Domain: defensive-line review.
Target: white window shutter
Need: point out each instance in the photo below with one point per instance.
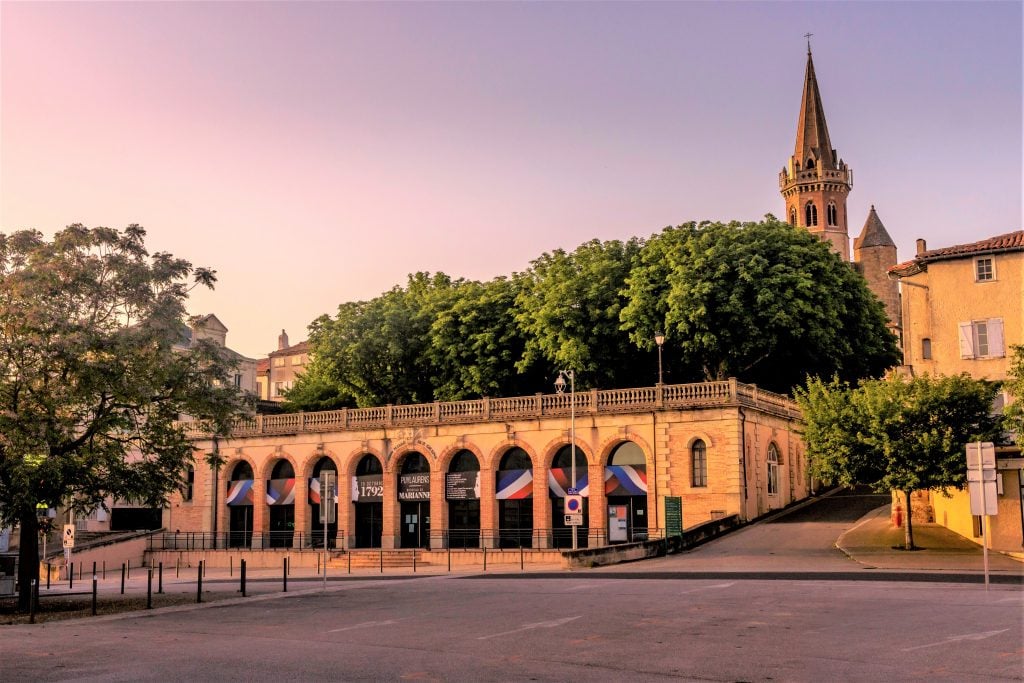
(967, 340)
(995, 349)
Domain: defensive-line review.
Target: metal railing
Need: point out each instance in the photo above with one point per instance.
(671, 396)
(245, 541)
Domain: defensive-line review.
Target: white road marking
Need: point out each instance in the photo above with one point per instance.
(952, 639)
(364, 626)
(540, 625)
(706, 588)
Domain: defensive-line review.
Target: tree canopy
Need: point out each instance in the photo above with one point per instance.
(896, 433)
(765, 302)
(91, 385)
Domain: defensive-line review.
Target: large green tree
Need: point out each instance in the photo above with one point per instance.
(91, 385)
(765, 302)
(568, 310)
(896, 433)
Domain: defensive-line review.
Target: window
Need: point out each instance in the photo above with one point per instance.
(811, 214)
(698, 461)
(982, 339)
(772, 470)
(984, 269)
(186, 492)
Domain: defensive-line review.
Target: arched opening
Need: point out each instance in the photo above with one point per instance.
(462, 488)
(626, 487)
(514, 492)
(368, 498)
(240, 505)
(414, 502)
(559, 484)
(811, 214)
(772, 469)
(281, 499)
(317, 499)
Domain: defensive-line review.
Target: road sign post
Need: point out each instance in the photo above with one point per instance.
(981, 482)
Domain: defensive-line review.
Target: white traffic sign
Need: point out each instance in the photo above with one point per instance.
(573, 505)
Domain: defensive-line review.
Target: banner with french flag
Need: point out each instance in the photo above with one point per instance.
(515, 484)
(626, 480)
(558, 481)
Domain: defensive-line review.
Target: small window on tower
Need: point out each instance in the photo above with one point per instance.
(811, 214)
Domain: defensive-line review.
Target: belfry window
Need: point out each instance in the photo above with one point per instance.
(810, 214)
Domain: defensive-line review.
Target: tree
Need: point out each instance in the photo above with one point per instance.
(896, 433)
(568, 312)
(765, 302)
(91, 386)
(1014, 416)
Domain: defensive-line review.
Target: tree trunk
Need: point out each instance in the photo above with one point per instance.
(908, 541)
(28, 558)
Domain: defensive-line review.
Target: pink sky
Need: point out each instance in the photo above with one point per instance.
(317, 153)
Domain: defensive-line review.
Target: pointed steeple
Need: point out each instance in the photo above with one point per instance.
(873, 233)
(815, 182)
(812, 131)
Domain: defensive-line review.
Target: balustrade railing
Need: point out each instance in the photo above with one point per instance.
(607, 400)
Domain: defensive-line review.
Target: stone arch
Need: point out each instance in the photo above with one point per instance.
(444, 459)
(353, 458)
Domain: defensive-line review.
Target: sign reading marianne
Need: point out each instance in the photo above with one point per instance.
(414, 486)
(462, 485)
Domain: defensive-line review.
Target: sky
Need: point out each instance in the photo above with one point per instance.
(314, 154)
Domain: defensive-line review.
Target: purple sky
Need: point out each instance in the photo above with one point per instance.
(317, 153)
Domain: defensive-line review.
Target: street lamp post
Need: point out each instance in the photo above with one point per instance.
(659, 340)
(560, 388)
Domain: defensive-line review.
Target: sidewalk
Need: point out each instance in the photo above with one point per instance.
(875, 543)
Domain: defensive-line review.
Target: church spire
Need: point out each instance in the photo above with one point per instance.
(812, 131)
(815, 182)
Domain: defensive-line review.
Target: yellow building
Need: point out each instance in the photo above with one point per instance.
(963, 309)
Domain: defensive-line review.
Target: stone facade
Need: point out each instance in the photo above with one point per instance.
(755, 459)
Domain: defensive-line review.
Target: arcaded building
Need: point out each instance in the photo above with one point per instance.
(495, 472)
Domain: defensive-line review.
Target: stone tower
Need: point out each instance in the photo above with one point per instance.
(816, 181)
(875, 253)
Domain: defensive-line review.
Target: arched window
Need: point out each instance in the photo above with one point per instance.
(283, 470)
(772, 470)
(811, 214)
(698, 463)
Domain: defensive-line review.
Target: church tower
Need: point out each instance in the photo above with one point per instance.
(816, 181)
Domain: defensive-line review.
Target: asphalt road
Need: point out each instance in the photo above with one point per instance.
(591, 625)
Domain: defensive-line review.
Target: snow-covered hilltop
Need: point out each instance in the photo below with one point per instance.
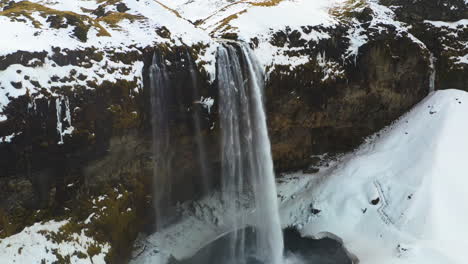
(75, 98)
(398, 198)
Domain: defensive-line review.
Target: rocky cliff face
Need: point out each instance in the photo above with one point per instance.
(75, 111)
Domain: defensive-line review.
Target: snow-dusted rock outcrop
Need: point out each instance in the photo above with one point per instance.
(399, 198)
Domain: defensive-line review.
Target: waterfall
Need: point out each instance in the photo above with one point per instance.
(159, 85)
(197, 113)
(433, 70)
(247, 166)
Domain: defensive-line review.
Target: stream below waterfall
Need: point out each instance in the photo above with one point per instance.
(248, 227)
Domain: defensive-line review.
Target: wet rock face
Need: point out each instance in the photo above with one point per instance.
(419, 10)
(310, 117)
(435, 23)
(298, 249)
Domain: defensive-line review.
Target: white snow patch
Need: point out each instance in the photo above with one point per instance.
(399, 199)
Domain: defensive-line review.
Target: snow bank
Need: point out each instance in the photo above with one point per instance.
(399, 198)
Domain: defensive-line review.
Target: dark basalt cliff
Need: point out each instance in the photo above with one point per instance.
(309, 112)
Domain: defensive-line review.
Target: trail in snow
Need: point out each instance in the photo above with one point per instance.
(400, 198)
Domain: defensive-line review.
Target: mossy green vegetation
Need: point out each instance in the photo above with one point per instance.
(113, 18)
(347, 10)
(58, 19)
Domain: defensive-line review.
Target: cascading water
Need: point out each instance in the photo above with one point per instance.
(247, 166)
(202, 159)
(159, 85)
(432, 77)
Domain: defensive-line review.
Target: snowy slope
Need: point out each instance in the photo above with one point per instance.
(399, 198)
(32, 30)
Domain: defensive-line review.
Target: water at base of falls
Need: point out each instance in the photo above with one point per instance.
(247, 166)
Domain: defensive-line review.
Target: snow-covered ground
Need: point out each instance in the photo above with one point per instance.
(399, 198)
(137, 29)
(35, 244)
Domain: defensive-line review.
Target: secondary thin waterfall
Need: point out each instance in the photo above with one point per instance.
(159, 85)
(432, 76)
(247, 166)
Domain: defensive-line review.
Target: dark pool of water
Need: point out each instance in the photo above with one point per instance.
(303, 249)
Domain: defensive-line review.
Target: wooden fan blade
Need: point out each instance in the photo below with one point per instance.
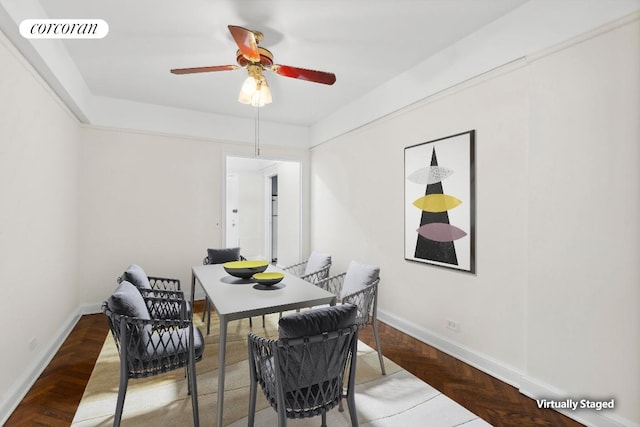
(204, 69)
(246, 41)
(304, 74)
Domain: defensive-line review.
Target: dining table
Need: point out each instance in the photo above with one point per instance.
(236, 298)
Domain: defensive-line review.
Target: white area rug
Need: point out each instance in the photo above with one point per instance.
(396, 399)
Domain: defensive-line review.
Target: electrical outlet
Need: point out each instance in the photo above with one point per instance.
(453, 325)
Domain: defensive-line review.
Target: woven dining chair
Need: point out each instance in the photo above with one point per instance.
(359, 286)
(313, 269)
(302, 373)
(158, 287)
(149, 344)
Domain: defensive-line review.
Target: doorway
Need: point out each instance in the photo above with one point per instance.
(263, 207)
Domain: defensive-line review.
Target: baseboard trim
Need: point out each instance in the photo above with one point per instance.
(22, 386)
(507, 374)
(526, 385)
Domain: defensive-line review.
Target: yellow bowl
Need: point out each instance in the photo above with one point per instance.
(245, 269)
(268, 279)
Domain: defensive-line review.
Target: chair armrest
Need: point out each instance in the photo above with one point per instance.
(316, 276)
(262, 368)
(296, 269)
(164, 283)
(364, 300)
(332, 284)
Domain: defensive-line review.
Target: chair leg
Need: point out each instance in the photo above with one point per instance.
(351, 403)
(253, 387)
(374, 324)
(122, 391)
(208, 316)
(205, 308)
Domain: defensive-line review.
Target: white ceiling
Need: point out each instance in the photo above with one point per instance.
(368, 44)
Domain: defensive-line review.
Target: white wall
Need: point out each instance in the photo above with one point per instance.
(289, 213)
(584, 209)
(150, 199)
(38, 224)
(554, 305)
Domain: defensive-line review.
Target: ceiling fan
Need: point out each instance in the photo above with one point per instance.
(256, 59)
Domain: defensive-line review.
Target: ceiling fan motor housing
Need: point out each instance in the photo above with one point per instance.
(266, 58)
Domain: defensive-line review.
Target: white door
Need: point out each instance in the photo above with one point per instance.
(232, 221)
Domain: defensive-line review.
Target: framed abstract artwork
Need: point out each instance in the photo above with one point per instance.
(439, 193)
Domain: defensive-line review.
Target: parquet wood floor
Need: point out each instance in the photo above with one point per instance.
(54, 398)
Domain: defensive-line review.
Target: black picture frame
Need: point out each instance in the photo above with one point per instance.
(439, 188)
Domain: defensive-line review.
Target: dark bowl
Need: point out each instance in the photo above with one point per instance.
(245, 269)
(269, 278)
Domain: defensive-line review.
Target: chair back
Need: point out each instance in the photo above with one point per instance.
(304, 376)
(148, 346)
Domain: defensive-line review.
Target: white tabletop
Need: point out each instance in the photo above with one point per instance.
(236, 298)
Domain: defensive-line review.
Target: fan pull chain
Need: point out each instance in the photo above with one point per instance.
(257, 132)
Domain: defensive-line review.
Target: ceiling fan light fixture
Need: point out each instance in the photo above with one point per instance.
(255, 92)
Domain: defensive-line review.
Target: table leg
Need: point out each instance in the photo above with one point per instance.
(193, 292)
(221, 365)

┄┄┄┄┄┄┄┄┄┄┄┄┄┄┄┄┄┄┄┄

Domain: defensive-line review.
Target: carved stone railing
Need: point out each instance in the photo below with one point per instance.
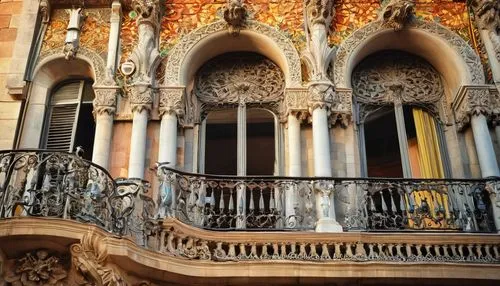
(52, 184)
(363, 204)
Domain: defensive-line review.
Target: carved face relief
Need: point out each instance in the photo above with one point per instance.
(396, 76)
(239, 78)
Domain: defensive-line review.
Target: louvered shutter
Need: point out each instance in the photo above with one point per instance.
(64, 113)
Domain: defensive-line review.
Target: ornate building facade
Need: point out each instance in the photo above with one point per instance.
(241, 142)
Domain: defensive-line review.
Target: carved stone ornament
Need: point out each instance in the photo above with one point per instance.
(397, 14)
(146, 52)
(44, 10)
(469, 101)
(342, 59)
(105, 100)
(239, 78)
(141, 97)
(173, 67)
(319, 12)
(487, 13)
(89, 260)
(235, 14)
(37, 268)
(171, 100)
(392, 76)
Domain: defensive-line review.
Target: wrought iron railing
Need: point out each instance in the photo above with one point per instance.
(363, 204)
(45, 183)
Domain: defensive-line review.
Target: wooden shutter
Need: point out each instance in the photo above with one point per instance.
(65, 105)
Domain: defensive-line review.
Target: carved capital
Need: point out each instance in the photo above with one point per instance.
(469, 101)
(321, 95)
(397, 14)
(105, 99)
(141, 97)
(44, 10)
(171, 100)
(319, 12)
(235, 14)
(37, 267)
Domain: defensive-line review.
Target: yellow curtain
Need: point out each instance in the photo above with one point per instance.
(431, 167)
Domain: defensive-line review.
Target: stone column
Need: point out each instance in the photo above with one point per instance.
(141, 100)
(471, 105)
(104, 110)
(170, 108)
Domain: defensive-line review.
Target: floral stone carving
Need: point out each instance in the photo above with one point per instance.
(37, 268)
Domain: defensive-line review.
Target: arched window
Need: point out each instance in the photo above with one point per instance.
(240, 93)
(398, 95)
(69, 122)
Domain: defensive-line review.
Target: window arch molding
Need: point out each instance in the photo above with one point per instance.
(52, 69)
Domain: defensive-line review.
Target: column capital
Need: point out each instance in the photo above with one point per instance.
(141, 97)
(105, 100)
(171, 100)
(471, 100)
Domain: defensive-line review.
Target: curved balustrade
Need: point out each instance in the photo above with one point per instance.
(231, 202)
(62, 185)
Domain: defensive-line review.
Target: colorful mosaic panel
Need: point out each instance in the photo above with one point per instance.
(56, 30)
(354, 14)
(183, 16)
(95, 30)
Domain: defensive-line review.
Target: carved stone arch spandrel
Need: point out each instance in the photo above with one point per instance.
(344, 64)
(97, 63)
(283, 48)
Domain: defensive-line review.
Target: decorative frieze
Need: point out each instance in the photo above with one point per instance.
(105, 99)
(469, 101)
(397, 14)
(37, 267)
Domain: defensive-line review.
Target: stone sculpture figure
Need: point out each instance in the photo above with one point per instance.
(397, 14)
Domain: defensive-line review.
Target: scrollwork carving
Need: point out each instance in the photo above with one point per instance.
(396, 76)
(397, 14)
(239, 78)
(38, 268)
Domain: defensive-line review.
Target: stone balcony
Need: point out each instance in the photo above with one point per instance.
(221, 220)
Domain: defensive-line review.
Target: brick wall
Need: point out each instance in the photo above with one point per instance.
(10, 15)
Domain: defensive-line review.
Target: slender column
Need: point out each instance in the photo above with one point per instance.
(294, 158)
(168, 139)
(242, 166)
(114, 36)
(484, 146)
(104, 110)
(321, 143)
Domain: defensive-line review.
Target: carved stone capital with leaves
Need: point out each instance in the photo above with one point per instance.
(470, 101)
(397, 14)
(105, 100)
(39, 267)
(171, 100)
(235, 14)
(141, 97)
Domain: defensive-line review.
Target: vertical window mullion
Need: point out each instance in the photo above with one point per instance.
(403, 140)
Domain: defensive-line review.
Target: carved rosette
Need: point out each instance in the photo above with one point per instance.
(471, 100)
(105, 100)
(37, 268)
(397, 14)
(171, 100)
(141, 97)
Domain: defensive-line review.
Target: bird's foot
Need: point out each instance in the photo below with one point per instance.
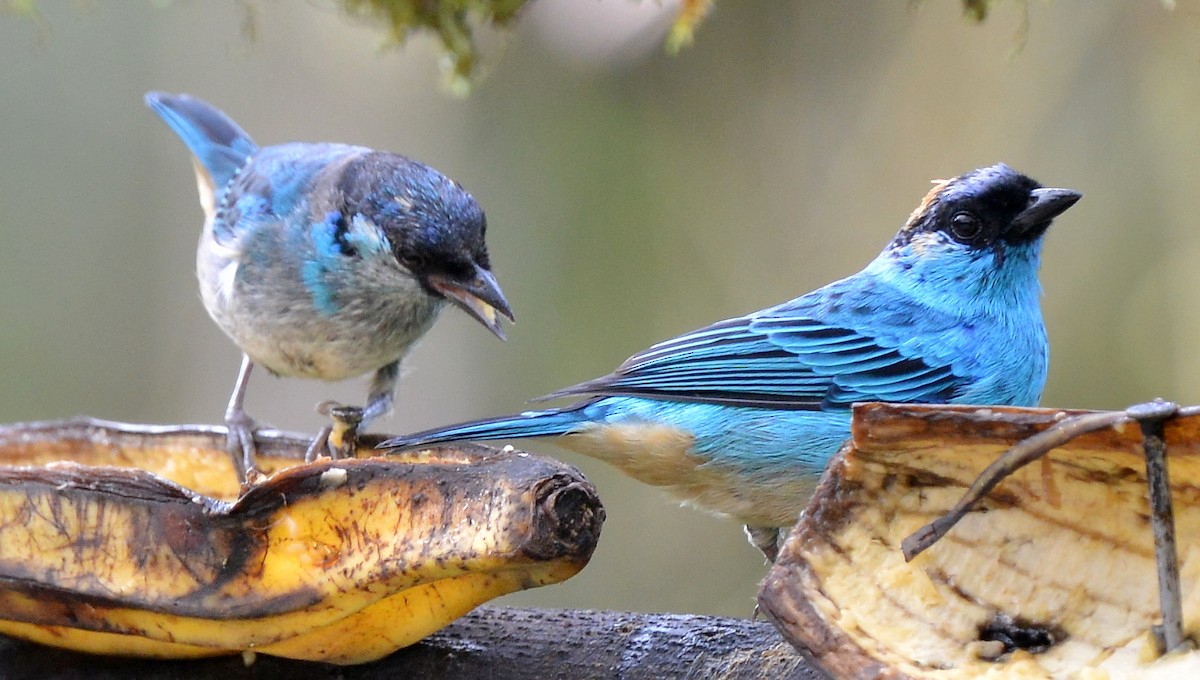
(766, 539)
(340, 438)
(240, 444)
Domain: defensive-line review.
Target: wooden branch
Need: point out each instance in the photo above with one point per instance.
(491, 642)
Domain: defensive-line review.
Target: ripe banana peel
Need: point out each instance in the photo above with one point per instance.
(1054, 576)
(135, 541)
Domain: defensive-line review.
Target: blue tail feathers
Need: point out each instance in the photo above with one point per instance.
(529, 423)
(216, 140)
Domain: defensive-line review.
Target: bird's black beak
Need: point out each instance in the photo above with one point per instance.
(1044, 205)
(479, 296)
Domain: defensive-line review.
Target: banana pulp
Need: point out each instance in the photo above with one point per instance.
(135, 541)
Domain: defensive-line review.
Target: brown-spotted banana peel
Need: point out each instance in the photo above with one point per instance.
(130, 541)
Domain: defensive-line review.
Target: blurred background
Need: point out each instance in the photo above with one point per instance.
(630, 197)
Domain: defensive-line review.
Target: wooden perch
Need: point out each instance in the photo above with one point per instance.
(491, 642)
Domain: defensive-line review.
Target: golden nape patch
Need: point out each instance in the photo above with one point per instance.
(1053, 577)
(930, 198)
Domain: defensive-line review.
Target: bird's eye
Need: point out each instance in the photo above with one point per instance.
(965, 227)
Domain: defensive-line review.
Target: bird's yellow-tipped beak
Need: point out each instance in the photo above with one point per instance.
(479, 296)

┄┄┄┄┄┄┄┄┄┄┄┄┄┄┄┄┄┄┄┄

[Task instructions]: From the items above, copy each line that contains the word "wooden".

[Answer]:
Target: wooden fan blade
Target: wooden shutter
Target: wooden branch
Target: wooden perch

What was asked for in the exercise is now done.